**TEXT:**

◆ ◆ ◆ ◆ ◆

Anspruch auf Herausgabe eines Hundes: Vorläufige, aber schnelle Hilfe im Wege der einstweiligen Verfügung

Wenn ein Paar sich nach langer gemeinsamer Zeit trennt, ist das für beide Partner mit vielen fundamentalen Umstellungen im Alltag verbunden: Dinge, die beide vorher gemeinsam genutzt haben, müssen aufgeteilt werden; angefangen von der gemeinsamen Wohnung oder dem Haus über die Einrichtung und das Auto bis hin zu allerlei Kleinkram, an denen möglicherweise das Herz beider hängt. Je nach Trennungsgrund kann der Streit darüber, wem was zusteht, sich schnell hochschaukeln, und nicht selten landen solche Streitigkeiten dann vor Gericht. Besonders emotional sind diese Fälle dann, wenn es nicht nur um Immobilien und leblose Objekte geht, sondern wenn darum gestritten wird, wer das von beiden geliebte Haustier bekommen soll. Oft sind die Situationen dann derart verfahren, dass keinerlei Einigung mehr gelingt. Doch auch wenn eine einvernehmliche Lösung gefunden wird, bewahrt dies die Ex-Partner nicht davor, sich wegen des Tieres eines Tages vor Gericht wieder zu begegnen:

Die beiden  Partner hatten bei ihrer Trennung entschieden, ihren Hund (eine kleine Pudelhündin) weiterhin dergestalt zusammen zu halten, dass jeder von ihnen das Tier ein paar Wochen bei sich hatte und im Anschluss an den anderen gab, wo es ebenfalls mehrere Wochen blieb. So wechselte die Hündin also zwischen dem Mann und der Frau und deren verschiedenen Wohnorten hin und her, ähnlich einem Kind nach der Scheidung der Eltern. Diese Regelung ging allerdings nicht lange gut: Aus nicht im Urteil mitgeteilten Gründen holte der Mann sich das Tier eines Tages aus der Wohnung der Frau heraus und nahm den Hund mit zu sich; herausgeben wollte er die Hündin dann nicht mehr. Die Frau nahm sich kurzerhand einen Anwalt und klagte vor dem Amtsgericht gegen ihren ehemaligen Partner auf Herausgabe des Hundes. Die Richterin gab ihr Recht und erließ eine einstweilige Verfügung mit dem Inhalt, der Mann habe die Hündin an die Frau herauszugeben; auch wurden ihm die Kosten des Rechtsstreits auferlegt. Dennoch sagt dieses Urteil nichts darüber aus, ob die Frau die Hündin nun auch bei sich behalten darf, sondern es handelt sich im Gegenteil nur um eine vorläufige Regelung dieses konkreten Streits. Dies mag angesichts dessen, dass doch ein Urteil von einem Gericht gesprochen wurde, zunächst verwirren, ist aber nachvollziehbar, wenn man die juristischen Hintergründe betrachtet:
Anders als der allgemeine Sprachgebrauch unterscheidet das Recht streng zwischen Eigentum auf der einen Seite und Besitz auf der anderen Seite. Das Eigentum ist dabei (plakativ formuliert) grundsätzlich „stärker“ als der Besitz; der Eigentümer einer Sache darf mit ihr nach § 903 BGB nach Belieben verfahren und andere von jeder Einwirkung ausschließen, soweit nicht das Gesetz oder Rechte Dritter entgegenstehen (da Tiere nach § 90a BGB rechtlich letztlich meist wie Sachen behandelt werden, statuiert § 903 BGB weiter, der Eigentümer eines Tieres habe bei der Ausübung seiner Eigentümer- Befugnisse die besonderen Vorschriften zum Schutz der Tiere zu beachten). Der Besitzer hingegen hat lediglich die tatsächliche Sachherrschaft über eine Sache (oder eben ein Tier), vgl. § 854 BGB.

◆ ◆ ◆ ◆ ◆

**BEREITGESTELLTE DATEN:**
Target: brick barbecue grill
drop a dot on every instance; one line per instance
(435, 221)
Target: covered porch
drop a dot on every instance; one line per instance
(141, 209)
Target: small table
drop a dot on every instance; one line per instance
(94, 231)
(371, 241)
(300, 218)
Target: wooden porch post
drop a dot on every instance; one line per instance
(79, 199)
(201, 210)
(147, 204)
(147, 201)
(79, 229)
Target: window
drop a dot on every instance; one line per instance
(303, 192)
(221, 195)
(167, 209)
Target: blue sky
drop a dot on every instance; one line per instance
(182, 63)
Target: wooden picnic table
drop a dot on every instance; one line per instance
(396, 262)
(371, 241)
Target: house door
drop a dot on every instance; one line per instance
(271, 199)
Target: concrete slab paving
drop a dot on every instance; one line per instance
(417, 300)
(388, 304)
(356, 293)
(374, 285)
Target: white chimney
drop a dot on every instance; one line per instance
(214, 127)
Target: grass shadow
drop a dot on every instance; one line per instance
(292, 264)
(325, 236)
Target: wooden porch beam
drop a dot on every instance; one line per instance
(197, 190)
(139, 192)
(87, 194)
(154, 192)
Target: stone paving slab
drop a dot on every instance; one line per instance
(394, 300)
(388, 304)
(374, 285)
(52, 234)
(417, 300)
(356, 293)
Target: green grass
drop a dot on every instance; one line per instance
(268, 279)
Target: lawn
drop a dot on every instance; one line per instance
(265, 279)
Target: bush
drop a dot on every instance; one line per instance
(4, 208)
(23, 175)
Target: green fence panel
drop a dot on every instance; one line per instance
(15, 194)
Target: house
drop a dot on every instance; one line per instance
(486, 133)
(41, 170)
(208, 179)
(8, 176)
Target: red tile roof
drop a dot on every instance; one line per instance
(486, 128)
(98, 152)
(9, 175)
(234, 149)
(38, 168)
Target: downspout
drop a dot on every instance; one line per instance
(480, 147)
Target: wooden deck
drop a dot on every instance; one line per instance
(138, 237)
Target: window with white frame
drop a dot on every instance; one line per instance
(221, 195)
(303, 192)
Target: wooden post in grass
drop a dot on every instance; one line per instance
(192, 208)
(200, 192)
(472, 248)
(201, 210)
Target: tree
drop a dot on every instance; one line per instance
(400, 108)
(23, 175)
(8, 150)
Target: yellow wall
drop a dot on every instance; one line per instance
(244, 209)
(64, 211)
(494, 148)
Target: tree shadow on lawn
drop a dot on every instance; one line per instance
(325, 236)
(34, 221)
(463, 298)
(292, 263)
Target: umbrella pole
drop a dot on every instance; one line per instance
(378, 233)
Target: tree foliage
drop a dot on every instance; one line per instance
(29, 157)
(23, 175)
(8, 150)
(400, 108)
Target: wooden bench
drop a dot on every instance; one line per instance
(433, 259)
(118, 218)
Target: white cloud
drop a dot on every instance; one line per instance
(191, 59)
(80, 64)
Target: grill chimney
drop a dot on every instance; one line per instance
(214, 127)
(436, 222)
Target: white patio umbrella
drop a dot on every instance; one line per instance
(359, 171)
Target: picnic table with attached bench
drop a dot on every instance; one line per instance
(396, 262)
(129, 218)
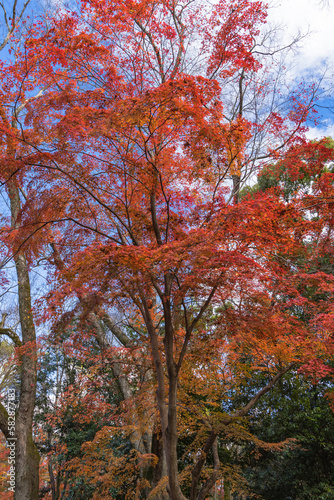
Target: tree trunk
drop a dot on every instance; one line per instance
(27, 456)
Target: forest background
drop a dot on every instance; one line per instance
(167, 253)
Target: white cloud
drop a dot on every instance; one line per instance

◆ ◆ ◆ ◆ ◆

**KURZE AUFGABE:** Vor welchem Gericht klagte die Frau im Text über die Herausgabe des Hundes gegen ihren ehemaligen Partner?

**DIE ANTWORT:** Vor dem Amtsgericht.